**Assignment**
Every line from the one containing "Query: green bush" through the last line below should be reproduced exactly; please include nothing else.

**Record excerpts**
★ ★ ★ ★

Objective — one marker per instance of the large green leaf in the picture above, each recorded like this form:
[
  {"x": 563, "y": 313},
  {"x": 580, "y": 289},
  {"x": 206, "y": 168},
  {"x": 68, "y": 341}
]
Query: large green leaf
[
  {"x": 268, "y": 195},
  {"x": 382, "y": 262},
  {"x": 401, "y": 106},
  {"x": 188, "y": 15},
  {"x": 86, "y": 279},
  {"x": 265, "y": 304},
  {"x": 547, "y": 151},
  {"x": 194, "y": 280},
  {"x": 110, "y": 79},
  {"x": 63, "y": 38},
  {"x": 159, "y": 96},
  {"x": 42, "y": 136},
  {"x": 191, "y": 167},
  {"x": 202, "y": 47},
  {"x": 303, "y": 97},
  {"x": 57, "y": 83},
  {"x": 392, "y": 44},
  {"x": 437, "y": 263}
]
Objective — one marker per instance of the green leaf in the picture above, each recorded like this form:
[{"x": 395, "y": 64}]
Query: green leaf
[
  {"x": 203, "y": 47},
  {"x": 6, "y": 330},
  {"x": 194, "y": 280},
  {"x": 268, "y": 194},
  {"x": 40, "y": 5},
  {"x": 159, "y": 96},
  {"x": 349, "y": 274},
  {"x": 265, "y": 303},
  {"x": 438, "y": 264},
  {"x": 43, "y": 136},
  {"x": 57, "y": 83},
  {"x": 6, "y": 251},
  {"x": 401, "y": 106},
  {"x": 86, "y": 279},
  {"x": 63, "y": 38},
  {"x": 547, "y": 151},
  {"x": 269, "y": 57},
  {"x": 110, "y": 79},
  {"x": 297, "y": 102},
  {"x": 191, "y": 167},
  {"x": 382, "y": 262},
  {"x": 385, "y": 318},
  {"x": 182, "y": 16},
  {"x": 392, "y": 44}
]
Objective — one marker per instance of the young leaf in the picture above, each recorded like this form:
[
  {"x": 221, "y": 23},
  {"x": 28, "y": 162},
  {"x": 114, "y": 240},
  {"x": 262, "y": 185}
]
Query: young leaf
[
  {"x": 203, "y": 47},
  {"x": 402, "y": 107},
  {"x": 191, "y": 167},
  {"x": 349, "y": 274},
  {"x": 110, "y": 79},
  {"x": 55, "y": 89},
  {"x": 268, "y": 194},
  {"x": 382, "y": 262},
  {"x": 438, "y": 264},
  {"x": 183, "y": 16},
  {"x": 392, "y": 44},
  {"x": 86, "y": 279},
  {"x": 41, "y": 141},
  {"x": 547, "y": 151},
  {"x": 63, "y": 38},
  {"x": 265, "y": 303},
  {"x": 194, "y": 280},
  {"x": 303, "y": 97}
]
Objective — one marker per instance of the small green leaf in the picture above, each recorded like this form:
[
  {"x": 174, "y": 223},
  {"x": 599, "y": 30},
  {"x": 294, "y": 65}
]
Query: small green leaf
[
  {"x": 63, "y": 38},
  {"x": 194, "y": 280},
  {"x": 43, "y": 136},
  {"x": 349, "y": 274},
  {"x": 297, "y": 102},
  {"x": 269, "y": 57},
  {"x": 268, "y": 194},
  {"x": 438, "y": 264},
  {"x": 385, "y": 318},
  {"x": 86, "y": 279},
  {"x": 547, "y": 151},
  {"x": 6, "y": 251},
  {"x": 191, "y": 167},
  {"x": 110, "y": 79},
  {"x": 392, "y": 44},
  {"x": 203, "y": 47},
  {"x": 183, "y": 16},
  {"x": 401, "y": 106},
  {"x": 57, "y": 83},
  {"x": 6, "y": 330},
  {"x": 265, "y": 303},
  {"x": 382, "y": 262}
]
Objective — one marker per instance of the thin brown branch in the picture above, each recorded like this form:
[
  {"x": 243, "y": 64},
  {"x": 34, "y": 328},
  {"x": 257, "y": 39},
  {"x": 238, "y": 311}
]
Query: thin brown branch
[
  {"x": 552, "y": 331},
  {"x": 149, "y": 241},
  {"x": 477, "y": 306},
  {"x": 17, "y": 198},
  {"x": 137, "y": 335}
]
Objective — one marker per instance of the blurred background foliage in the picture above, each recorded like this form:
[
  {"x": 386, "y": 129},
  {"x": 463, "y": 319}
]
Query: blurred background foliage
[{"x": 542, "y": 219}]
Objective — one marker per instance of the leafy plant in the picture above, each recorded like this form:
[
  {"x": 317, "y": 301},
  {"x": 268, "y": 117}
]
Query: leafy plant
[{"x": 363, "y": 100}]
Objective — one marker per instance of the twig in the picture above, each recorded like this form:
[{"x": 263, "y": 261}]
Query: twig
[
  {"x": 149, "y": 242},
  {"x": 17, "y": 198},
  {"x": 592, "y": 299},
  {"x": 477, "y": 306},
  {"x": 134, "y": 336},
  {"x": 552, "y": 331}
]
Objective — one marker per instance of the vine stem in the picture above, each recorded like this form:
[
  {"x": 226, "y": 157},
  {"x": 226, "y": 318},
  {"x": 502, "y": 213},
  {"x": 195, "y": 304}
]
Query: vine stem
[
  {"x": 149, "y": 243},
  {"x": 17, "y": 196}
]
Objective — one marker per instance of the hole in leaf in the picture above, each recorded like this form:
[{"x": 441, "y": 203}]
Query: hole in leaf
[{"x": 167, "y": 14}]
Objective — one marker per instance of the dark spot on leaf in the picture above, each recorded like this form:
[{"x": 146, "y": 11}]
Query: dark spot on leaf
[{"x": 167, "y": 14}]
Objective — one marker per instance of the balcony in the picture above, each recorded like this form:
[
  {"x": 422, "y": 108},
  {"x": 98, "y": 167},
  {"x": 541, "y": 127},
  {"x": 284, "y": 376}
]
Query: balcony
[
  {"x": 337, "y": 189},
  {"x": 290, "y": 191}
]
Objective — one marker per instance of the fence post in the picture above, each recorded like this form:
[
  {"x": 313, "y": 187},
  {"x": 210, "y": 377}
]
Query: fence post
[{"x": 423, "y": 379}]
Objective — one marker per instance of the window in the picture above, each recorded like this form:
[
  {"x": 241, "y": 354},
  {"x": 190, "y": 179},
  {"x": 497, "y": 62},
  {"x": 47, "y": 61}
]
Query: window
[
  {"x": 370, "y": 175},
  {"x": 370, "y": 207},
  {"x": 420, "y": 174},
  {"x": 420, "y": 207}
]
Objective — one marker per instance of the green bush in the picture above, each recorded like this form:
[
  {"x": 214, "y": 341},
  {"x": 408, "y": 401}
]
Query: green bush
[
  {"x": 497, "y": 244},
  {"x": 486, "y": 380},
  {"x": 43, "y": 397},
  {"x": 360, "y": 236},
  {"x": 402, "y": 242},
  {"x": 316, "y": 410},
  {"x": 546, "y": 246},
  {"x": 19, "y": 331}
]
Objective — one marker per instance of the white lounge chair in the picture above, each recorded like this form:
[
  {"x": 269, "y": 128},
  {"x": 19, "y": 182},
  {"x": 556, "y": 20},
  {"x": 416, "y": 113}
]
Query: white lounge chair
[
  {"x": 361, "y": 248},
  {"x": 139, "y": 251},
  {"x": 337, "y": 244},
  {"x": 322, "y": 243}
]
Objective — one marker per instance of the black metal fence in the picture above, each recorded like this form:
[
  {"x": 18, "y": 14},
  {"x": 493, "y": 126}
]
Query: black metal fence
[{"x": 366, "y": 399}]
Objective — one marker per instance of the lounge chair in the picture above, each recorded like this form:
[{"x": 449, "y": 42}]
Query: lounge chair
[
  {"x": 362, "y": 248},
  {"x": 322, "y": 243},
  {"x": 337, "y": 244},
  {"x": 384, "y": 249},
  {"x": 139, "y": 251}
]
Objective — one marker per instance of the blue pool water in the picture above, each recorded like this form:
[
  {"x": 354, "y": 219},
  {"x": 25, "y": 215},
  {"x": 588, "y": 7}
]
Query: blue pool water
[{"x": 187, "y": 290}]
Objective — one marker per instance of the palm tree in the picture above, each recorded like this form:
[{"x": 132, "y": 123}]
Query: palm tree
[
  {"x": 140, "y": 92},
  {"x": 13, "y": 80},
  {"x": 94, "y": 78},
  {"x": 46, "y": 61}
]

★ ★ ★ ★

**Task answer**
Query: green bush
[
  {"x": 497, "y": 244},
  {"x": 486, "y": 380},
  {"x": 43, "y": 397},
  {"x": 360, "y": 236},
  {"x": 402, "y": 242},
  {"x": 316, "y": 410},
  {"x": 546, "y": 246},
  {"x": 19, "y": 331}
]
Objective — one marker per instance of the white lounge chair in the picture above, each recorded like this form:
[
  {"x": 269, "y": 128},
  {"x": 19, "y": 182},
  {"x": 556, "y": 20},
  {"x": 416, "y": 113}
]
Query: white lounge chair
[
  {"x": 361, "y": 248},
  {"x": 139, "y": 251},
  {"x": 337, "y": 244},
  {"x": 322, "y": 243}
]
Objective — one marker per instance of the black metal fence in the picture above, each recorded like this form:
[
  {"x": 18, "y": 14},
  {"x": 493, "y": 126}
]
Query: black metal fence
[{"x": 366, "y": 399}]
Objective — one marker per instance of the lounge chair in the picture above, each recorded like this form:
[{"x": 449, "y": 42}]
Query: lounge chair
[
  {"x": 362, "y": 248},
  {"x": 322, "y": 243},
  {"x": 337, "y": 244},
  {"x": 384, "y": 249},
  {"x": 139, "y": 251}
]
Objective — one marker per instance of the blue pool water in the picture above, each recorded like this form:
[
  {"x": 354, "y": 219},
  {"x": 25, "y": 215},
  {"x": 588, "y": 7}
]
Query: blue pool water
[{"x": 187, "y": 290}]
Objective — one marker per instance of the palm tree in the picture above, each recorded like this form:
[{"x": 132, "y": 123}]
Query: palm tree
[
  {"x": 140, "y": 92},
  {"x": 13, "y": 80},
  {"x": 94, "y": 78},
  {"x": 46, "y": 61}
]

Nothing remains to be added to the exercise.